Requirement 1: In the forum thread below on torch.vmap, which kind of object does the reply recommend for manually specifying the vmap rule of a custom function?

Hi everyone,
I’m trying to use torch.vmap
to speed up my project.
I have a custom cuda function, and I’m trying to wrap it into vmap to work with batches.
I’ll write here a toy code to better understand what’s going on:
class MyModule(nn.module):
....
def forward(self, x):
data = my_custom_cuda_func(x)
....
my_module1 = MyModule()
my_module2 = MyModule()
params, buffers = stack_module_state([my_module1, my_module2])
base_model = copy.deepcopy(my_module1)
base_model = base_model.to('meta')
def fmodel(params, buffers, x):
return functional_call(base_model, (params, buffers), (x))
one_shot_model = vmap(fmodel)
test_data = ..... # a tensor of the shape [2, B, C]
results = one_shot_model(params, buffers, test_data)
I’m not sure that I’m properly understanding how the vmap works, but I would expect that when forward is called it receives a tensor of shape [B,C]. However, when I run the code, I get the error:
RuntimeError: Batching rule not implemented for my_custom_cuda_func. We could not generate a fallback.
I tried also to do wrap my_custom_cuda_func
in vmap as follow:
data = vmap(my_custom_cuda_func)(x)
but I get the same error. Do you have any suggestions?
Thanks!
Hi @viciopoli,
When using torch.func.vmap
it does not automatically generate a batching rule for custom functions (as noted at the bottom of the torch.func.vmap
docs: torch.func.vmap — PyTorch 2.3 documentation).
In the case of a custom function, you need to manually specify the vmap
rule (so torch.func.vmap
can figure out how to vectorize over your function). This can be implemented via a torch.autograd.Function
object, where you manually specify the vmap
attribute. You can read more in the documentation: Automatic differentiation package - torch.autograd — PyTorch 2.3 documentation
In this case, you must also manually specify the backward
formula for the custom torch.autograd.Function
object in order to compute gradients.
Hi @AlphaBetaGamma96 ,
Thanks for the answer, I tried to implement the batched version of my function by simply iterate over the non-btached function, I followed the writing_batching_rules guide:
std::vector<torch::Tensor> my_custom_func(
torch::Tensor x) {
...

(Coordinate labeling data)
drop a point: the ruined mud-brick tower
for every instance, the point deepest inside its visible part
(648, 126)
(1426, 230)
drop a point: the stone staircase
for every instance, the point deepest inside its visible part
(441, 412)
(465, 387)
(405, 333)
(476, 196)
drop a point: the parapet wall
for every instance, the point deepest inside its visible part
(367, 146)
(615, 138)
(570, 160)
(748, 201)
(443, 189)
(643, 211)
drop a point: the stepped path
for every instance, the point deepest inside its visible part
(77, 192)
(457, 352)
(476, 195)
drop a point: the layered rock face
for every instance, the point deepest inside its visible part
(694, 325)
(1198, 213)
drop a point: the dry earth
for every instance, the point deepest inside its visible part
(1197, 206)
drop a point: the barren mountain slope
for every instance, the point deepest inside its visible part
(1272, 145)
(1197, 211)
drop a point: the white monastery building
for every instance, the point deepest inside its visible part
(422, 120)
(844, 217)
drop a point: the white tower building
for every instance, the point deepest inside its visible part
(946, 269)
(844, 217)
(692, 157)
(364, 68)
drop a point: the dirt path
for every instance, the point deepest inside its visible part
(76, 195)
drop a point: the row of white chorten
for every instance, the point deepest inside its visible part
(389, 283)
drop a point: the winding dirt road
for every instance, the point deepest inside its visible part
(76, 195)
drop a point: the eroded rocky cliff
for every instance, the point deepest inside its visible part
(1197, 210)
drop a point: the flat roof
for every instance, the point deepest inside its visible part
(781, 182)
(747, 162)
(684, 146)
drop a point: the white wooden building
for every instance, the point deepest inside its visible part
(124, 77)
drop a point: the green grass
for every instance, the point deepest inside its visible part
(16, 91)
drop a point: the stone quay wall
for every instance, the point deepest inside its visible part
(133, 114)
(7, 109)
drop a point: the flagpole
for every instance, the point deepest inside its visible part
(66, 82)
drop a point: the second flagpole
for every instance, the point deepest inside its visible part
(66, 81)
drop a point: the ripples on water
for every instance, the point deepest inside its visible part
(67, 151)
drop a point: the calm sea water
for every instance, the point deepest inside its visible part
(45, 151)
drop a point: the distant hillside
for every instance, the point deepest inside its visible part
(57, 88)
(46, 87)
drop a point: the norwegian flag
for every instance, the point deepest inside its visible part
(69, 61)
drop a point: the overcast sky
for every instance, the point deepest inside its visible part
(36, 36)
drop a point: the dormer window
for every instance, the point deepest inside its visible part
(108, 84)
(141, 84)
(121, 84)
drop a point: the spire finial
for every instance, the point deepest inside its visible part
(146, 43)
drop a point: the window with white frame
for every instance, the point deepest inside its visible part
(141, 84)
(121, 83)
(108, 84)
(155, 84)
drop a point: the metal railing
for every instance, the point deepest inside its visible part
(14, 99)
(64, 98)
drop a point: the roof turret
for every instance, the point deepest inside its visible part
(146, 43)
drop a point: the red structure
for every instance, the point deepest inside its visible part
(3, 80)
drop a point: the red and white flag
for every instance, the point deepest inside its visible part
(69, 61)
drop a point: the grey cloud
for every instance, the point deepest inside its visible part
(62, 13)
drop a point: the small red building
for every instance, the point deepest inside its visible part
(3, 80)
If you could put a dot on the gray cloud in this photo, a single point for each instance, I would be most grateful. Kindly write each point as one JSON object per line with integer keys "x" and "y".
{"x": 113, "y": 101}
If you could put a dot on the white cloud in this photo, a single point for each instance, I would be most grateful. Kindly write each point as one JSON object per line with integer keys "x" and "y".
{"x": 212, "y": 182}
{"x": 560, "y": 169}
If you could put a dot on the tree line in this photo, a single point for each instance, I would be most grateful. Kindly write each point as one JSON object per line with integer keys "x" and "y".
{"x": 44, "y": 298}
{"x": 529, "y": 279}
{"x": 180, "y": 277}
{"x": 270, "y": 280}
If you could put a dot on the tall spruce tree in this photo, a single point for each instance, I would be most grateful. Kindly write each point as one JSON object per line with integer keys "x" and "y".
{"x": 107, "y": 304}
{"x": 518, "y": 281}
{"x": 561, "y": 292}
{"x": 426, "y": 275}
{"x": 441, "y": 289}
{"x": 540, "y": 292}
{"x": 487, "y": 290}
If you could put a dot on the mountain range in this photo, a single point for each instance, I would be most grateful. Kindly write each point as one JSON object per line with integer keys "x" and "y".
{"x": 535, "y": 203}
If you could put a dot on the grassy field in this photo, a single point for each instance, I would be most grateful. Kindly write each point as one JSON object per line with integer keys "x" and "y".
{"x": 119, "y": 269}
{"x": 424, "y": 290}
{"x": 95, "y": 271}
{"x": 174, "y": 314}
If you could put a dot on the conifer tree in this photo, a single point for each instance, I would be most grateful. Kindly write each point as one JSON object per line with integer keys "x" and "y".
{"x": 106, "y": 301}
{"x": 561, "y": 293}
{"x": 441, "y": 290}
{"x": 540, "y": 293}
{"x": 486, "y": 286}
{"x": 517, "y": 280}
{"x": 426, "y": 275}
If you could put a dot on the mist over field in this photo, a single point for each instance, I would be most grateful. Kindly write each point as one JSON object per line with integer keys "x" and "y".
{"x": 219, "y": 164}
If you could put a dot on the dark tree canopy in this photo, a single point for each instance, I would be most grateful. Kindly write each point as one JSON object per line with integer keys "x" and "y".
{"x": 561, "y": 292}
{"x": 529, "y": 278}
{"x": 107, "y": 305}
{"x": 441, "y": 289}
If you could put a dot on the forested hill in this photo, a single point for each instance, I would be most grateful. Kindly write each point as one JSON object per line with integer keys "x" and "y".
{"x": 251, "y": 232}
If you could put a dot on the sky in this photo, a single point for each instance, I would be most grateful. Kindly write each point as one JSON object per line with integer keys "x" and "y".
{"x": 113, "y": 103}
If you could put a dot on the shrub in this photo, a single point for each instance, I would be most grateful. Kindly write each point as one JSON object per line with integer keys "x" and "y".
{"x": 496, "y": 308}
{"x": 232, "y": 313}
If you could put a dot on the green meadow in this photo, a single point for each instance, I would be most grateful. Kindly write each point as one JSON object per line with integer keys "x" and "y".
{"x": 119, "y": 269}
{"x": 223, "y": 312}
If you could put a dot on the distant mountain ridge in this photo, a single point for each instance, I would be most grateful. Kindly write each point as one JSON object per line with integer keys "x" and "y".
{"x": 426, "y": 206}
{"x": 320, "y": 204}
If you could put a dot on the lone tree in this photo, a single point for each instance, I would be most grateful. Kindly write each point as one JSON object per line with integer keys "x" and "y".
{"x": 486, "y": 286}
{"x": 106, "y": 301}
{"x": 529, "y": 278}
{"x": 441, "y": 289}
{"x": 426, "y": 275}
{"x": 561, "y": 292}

Requirement 2: Gather every line from the entries above that contains the word "flagpole".

Correct output 1: A torch.autograd.Function object.

Correct output 2:
drop a point: the flagpole
drop a point: the second flagpole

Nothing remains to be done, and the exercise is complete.